PROBLEM TO SOLVE: Reproduce word for word the stretch of the records below from the line containing "Can you find the van" through the end of the records, and nothing else.

RECORDED INFORMATION:

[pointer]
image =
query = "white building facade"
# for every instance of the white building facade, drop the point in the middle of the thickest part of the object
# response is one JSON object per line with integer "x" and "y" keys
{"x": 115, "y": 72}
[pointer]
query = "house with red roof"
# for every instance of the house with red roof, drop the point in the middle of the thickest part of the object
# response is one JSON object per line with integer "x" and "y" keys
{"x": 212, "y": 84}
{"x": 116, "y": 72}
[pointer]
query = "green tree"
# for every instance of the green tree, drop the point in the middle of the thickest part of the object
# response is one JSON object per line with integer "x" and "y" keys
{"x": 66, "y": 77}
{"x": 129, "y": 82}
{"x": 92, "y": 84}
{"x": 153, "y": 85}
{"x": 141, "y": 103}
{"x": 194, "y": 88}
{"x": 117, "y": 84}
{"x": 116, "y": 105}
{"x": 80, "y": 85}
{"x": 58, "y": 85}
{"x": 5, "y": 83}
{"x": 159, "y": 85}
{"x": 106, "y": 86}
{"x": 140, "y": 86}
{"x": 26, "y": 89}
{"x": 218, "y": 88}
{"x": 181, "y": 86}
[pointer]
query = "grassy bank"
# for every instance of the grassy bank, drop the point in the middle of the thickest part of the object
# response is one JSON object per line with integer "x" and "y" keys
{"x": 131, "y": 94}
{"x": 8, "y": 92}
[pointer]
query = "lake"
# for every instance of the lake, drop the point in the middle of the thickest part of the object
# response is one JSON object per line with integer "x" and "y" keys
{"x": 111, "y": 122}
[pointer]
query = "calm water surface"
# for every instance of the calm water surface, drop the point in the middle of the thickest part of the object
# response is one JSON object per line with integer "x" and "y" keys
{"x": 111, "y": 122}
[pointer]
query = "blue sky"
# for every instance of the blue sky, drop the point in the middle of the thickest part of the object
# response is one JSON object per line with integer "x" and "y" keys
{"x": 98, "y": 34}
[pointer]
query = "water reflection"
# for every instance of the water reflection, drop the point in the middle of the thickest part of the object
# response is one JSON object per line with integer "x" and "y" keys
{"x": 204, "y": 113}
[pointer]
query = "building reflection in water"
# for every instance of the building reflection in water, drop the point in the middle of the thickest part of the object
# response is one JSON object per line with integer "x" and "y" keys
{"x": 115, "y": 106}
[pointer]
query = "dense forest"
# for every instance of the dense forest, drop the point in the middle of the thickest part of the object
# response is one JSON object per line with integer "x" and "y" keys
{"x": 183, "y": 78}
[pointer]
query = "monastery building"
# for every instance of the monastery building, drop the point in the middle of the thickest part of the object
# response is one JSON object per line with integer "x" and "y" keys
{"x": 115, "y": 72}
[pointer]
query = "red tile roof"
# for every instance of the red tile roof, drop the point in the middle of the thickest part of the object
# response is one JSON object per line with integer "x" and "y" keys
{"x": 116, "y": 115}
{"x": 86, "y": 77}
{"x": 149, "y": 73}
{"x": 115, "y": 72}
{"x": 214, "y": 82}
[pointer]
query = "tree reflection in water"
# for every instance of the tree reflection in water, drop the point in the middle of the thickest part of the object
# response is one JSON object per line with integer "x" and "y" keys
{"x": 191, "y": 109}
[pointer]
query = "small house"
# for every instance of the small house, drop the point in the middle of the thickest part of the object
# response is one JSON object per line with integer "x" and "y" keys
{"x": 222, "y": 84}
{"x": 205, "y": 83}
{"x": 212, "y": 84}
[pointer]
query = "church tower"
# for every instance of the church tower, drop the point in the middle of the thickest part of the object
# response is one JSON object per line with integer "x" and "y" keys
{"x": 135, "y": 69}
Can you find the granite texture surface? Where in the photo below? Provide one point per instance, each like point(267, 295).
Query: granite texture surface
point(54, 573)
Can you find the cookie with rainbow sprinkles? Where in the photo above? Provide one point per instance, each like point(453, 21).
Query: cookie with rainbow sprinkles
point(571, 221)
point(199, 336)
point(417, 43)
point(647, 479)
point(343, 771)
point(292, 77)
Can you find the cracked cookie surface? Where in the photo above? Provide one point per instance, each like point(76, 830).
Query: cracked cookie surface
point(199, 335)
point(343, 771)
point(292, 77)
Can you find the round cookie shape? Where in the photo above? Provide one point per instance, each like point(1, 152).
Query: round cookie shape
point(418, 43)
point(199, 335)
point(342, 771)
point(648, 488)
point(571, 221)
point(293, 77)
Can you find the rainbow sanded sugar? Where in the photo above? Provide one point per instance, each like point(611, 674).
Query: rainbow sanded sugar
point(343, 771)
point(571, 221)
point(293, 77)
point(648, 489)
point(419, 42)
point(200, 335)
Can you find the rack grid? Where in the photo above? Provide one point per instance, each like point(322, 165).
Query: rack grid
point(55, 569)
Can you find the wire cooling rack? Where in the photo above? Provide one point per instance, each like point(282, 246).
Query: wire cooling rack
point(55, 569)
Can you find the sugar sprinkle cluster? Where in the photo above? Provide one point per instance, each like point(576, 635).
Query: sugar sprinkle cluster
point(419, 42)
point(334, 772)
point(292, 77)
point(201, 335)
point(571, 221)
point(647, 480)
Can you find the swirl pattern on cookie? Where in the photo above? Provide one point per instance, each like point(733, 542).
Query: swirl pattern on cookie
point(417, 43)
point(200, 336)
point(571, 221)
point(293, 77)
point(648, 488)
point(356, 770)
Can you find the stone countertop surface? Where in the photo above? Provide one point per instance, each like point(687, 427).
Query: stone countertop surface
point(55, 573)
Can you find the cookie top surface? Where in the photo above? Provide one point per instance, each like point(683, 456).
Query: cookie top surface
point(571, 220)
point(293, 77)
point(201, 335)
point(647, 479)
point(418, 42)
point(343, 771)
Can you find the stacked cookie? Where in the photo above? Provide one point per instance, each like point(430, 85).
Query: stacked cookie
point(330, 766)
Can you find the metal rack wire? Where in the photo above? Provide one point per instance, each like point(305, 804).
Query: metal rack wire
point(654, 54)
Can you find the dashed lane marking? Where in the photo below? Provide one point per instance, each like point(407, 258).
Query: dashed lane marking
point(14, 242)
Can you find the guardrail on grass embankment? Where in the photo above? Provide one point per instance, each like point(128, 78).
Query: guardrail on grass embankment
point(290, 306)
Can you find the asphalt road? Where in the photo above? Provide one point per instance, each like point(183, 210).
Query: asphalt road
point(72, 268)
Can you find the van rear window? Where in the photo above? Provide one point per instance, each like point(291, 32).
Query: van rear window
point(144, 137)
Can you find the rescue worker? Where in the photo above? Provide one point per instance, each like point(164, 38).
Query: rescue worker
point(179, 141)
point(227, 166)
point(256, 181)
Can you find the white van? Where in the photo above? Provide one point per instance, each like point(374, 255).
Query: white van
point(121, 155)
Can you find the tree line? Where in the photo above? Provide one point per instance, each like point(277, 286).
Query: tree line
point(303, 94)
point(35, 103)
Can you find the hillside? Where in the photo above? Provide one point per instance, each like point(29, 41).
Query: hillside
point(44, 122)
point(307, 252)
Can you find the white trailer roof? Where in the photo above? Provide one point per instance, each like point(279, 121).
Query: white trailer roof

COMPLETE OUTPUT:
Can you find the van rear window? Where in the photo above? Provide one point per instance, each like point(291, 32).
Query: van rear window
point(144, 137)
Can you find the rescue worker? Where in the photo above? Provide one point per instance, each like point(164, 38).
Query: rescue worker
point(179, 141)
point(227, 166)
point(256, 181)
Can you find the white van? Where in the photo above? Provide one point per instance, each like point(374, 255).
Query: white van
point(121, 155)
Can you find the tree line? Where in the photo above? Provide one point per instance, each like point(277, 286).
Query: tree line
point(303, 94)
point(35, 103)
Can you find the hillside? Where in the photo above? Provide one point per instance, each like point(29, 41).
Query: hillside
point(44, 122)
point(307, 252)
Can you find the white trailer roof? Where in the photo above? Provide one point per instance, each like point(279, 121).
Query: white trailer roof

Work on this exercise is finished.